**EXERCISE TEXT:**

According to the National Cancer Institute, pediatric leukemia is one of the most common cancers that strike children. Between 1990 and 1995, it constitutes 31 percent of all cancers occurring in kids younger that 15 and 25 percent of all cancers in persons younger than 20. Approximately 3,250 children are diagnosed with leukemia every year. The overall prognosis of these kids has improved remarkably since 1970. As of 2010, the survival rate for the most common type of pediatric cancer--acute lymphcytic leukemia--is approximately 80 percent.
Anemia
Kids with leukemia are often severely fatigued. Their skin is often pale, and they easily become breathless. This can be attributed to anemia. The bone marrow of these kids becomes so packed with the immature white blood cells called blast cells that it is no longer capable of making red blood cells. Unlike other types of anemia than can be treated with diet or erythropoetin, anemia caused by leukemia is treated with fresh infusions of red blood cells.

(Point-localization data)
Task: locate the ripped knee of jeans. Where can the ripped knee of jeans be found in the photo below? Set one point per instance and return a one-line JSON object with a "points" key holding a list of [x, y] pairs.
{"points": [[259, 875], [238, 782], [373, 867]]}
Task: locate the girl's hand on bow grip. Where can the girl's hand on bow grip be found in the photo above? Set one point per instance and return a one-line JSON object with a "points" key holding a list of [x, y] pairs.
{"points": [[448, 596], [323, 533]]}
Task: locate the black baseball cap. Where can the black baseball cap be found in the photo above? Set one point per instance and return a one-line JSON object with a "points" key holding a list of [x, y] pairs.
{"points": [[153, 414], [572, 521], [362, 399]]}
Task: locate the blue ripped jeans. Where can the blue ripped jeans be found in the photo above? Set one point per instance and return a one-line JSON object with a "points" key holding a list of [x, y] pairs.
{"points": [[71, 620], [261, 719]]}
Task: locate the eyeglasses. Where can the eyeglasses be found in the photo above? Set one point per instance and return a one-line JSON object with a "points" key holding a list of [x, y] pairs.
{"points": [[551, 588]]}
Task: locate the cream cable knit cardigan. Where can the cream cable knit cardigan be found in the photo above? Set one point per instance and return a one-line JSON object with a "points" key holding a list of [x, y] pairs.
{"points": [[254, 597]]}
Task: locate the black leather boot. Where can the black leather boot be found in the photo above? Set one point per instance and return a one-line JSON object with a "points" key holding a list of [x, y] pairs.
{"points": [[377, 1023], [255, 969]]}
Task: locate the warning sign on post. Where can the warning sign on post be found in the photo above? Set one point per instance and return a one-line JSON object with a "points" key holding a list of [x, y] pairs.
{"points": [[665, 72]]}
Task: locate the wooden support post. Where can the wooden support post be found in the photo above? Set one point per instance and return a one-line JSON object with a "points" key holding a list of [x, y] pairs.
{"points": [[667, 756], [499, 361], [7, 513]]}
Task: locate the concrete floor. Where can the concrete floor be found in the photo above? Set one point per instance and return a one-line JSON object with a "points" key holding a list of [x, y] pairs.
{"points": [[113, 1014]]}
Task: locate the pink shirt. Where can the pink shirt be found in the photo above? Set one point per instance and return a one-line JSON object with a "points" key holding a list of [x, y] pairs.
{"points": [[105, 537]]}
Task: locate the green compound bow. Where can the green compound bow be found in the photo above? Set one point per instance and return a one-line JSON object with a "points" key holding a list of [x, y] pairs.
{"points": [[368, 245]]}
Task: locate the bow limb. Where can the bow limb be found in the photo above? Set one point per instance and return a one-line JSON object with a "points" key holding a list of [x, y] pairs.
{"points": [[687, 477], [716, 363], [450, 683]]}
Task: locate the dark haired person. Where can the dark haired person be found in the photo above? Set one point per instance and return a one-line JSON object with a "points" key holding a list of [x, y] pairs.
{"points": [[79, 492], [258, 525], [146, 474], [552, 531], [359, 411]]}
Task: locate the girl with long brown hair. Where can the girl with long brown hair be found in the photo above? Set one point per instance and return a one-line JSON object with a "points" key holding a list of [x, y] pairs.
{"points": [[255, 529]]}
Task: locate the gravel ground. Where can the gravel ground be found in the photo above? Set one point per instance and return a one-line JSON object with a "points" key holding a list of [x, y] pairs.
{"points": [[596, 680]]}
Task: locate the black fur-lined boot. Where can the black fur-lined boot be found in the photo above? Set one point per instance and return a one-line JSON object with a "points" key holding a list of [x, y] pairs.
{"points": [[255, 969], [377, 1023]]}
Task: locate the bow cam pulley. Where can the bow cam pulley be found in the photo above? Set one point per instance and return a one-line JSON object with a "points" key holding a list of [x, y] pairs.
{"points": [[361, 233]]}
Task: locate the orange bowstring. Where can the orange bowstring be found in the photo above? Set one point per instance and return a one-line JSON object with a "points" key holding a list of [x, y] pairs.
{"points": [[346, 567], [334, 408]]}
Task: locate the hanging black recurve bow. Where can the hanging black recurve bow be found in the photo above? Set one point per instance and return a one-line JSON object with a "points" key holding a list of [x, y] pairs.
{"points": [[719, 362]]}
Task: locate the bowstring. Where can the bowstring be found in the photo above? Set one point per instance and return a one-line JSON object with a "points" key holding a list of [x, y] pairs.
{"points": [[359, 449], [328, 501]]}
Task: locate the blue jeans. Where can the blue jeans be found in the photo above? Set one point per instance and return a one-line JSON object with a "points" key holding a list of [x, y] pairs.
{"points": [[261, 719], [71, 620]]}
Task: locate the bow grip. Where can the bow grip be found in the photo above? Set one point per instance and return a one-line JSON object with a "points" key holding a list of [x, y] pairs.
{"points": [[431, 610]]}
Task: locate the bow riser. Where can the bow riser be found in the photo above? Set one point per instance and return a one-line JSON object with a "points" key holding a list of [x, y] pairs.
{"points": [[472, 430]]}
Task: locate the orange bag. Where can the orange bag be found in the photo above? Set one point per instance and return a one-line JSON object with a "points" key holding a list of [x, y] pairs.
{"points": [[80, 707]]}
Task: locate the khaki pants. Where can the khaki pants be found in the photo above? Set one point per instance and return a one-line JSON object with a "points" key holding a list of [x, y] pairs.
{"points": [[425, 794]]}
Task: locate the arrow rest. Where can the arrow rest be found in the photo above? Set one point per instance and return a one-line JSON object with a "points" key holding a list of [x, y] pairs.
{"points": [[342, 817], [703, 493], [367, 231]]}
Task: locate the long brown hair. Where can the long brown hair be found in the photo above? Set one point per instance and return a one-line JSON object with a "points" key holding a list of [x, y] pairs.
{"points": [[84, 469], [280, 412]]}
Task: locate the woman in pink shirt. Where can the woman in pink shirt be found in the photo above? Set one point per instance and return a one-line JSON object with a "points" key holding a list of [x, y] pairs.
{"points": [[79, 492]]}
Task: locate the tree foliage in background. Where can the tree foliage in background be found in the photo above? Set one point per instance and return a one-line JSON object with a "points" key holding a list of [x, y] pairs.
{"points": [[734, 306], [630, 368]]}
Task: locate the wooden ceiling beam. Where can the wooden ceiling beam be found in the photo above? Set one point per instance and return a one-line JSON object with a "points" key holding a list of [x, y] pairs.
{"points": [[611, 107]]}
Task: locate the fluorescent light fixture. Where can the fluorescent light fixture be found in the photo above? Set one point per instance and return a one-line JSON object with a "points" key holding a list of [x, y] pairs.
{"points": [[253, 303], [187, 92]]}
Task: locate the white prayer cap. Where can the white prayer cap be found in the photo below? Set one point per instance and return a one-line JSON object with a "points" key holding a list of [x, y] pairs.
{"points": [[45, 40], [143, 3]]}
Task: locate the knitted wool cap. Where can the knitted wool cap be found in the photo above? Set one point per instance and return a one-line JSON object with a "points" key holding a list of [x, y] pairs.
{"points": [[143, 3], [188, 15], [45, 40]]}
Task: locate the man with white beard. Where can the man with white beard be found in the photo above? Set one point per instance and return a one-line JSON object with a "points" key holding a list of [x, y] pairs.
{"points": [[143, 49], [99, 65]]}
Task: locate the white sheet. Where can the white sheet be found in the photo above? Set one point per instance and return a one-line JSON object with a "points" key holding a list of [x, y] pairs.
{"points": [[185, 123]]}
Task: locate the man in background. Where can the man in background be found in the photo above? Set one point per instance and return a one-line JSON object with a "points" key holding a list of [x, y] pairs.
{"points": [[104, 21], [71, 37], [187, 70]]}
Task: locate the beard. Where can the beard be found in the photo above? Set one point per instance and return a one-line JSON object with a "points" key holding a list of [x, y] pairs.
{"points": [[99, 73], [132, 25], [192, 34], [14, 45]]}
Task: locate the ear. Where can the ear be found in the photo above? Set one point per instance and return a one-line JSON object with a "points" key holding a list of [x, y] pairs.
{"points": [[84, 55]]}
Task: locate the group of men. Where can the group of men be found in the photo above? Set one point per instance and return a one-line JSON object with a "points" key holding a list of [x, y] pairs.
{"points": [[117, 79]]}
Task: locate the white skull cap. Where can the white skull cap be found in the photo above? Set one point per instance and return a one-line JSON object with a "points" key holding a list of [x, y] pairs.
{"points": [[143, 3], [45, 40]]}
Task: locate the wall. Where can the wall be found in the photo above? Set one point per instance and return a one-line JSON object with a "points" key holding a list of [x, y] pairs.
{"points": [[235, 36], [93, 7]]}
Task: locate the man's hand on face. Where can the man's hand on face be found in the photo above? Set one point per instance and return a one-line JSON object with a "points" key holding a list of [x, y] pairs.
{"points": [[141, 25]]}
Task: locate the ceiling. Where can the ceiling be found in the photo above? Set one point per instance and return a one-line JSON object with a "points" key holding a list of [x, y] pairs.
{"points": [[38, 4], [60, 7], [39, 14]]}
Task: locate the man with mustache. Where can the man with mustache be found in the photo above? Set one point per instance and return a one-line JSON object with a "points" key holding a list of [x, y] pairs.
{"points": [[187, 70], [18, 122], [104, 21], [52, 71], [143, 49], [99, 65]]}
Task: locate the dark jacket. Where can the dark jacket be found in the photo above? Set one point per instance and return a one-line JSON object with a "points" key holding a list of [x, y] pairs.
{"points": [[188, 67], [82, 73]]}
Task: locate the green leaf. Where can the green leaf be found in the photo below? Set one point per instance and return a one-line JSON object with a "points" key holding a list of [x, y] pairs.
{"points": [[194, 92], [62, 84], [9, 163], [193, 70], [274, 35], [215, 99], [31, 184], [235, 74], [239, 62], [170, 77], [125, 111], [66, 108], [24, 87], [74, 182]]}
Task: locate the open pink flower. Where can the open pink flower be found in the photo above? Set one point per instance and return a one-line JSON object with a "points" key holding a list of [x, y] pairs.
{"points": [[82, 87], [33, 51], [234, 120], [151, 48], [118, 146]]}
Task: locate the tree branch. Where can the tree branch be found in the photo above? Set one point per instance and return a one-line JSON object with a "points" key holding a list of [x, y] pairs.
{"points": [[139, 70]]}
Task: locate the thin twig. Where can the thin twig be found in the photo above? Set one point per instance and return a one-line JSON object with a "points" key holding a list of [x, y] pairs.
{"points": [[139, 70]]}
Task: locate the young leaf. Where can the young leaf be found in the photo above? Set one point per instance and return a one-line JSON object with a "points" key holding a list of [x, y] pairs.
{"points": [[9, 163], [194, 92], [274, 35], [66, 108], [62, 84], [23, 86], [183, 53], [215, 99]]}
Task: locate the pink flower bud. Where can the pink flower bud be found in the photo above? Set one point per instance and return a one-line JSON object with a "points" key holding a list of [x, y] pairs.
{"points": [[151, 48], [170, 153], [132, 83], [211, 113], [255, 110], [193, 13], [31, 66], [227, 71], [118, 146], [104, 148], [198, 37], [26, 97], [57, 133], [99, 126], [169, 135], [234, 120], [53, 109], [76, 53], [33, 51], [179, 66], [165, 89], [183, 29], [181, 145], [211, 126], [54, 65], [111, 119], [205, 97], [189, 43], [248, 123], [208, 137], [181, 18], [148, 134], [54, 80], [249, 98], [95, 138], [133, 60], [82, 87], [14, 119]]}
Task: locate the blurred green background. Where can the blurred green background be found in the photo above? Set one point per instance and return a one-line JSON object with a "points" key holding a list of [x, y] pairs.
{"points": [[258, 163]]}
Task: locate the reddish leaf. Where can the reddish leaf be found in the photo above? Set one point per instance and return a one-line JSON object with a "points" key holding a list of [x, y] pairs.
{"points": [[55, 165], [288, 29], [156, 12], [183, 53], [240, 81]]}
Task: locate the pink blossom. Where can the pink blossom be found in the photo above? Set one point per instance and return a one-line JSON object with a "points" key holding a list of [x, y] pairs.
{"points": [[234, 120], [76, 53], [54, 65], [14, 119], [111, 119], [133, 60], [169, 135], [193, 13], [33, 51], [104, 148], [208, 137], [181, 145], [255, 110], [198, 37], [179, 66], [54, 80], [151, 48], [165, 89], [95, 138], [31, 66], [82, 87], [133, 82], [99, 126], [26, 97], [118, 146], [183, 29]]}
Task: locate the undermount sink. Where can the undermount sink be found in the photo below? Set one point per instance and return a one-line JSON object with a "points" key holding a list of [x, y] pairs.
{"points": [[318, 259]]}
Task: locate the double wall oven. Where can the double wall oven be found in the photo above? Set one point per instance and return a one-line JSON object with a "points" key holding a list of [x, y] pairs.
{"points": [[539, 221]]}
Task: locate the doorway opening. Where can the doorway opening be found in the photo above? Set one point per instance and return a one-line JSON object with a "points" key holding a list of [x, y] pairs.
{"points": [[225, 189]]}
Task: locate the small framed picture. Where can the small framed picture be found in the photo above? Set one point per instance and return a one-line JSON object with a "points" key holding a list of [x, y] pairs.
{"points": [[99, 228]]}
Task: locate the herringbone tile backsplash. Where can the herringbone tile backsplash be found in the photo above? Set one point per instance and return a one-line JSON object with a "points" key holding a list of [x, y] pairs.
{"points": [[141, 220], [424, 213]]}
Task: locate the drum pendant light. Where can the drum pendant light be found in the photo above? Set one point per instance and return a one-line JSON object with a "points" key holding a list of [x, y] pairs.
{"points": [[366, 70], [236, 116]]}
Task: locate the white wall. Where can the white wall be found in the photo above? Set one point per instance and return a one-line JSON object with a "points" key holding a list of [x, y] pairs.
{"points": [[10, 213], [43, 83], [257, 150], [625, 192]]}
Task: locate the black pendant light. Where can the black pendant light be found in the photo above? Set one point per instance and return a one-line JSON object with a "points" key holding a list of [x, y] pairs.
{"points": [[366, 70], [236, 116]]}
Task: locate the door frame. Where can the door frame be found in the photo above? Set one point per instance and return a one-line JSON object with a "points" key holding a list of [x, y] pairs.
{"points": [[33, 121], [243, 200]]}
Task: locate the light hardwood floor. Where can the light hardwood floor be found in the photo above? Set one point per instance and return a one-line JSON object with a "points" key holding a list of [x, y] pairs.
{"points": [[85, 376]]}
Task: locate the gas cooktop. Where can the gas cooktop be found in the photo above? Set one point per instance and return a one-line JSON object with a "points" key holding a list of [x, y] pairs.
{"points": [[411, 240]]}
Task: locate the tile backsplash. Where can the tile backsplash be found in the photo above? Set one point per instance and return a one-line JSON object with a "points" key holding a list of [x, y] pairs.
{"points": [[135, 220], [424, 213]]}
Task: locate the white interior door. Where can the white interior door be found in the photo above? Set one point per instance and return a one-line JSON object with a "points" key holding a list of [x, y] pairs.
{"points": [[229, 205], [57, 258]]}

**ABOUT THIS TASK:**
Carry on the article on pediatric leukemia from its final sentence. These rows are separate material and have no connection to the article on pediatric leukemia.

**RESPONSE TO THE TASK:**
Persistent Infections
According to the Ped-Onc Resource Center, many parents speak of colds or other evidence of infection that just doesn't go away. Often this is caused by the lack of functional white blood cells in leukemia patients. While leukemia patients have an excess of white blood cells, these cells are immature and incapable of finding infection. Consequently, kids often get sick.
Stomach Ache
Larger numbers of blast cells cells often cluster around the kidneys, spleen, liver, intestines and other internal organs. The number of cells can be so overwhelming that they cause stomach aches.
Achy limbs
Kids with leukemia can also complain of having achy limbs or painful bones. This occurs when the bone marrow is packed with blast cells. In most instances, treatment with chemotherapeutic drugs provides relief.